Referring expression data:
---
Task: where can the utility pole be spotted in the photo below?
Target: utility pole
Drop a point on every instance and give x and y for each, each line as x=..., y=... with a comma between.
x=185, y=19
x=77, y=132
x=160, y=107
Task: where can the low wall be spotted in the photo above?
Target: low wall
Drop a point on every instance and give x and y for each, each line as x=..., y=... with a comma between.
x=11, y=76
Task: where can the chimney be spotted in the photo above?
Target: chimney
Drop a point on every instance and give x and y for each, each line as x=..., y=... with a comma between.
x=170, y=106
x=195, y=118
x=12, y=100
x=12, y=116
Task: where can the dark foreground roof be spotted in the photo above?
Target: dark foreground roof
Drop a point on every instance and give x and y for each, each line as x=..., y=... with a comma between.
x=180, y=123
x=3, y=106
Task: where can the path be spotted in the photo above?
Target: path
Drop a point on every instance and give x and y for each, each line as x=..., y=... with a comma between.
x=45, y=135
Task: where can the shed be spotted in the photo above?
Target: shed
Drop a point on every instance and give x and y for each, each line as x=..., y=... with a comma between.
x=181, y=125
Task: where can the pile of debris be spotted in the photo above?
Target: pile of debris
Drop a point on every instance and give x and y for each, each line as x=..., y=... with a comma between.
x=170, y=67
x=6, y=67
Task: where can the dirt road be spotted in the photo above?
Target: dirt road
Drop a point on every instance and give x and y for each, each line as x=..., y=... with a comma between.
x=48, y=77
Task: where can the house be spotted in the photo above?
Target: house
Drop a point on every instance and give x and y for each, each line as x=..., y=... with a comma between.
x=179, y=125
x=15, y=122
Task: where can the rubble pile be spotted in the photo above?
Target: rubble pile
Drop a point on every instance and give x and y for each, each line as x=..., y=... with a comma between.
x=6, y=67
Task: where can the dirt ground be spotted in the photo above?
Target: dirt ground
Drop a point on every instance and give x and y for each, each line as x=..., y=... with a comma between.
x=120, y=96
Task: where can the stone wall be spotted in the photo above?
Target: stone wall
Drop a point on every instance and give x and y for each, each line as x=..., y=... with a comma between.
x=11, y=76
---
_WORK TO BE COMPLETED_
Provide a verbatim copy of all the entries.

_WRITTEN RESPONSE_
Task: where can the utility pole be spotted in the photo below?
Target: utility pole
Drop a point on every instance and give x and y for each, each line as x=..., y=... with a comma between.
x=185, y=19
x=77, y=132
x=160, y=107
Task: where can the low wall be spotted in the photo above?
Target: low wall
Drop a point on every instance and give x and y for each, each line as x=..., y=... with a comma between.
x=11, y=76
Task: where can the chimney be spotted in the photo above?
Target: chimney
Drop a point on every instance and give x and y for each, each line as x=..., y=... with a comma between.
x=170, y=106
x=195, y=118
x=12, y=100
x=12, y=116
Task: where can the dark foreground roof be spotted in the photo above?
Target: dark foreground roof
Drop a point on every instance and give x and y for each, each line as x=..., y=... with a comma between.
x=180, y=123
x=3, y=106
Task: where can the path be spotted in the photo above?
Target: path
Drop a point on every instance and give x and y for each, each line as x=..., y=... with a comma between.
x=45, y=135
Task: where can the shed be spotted in the photo above?
Target: shed
Drop a point on every instance and give x and y for each, each line as x=..., y=... with a comma between.
x=181, y=125
Task: where can the pile of debris be spotted in the photo above?
Target: pile of debris
Drop a point on every instance and give x and y for each, each line as x=..., y=... with a comma between.
x=170, y=67
x=6, y=67
Task: where can the dirt road be spotted in the photo above?
Target: dirt road
Drop a point on every instance and give x and y for each, each line as x=..., y=... with a comma between.
x=48, y=77
Task: where can the house be spotted in the photo above?
Target: house
Drop a point on every instance and give x and y for each, each line as x=..., y=... with a comma between.
x=179, y=125
x=15, y=122
Task: where can the rubble pile be spotted in the photo above?
Target: rubble pile
Drop a point on every instance and give x and y for each, each line as x=..., y=... with a comma between.
x=6, y=67
Task: where can the dirt ground be spotted in the photo above?
Target: dirt ground
Drop a point on every instance and give x and y for each, each line as x=..., y=... with a comma between.
x=120, y=96
Task: where can the stone wall be spotted in the photo above?
Target: stone wall
Drop a point on every instance and give x and y for each, each line as x=..., y=... with a comma between.
x=11, y=76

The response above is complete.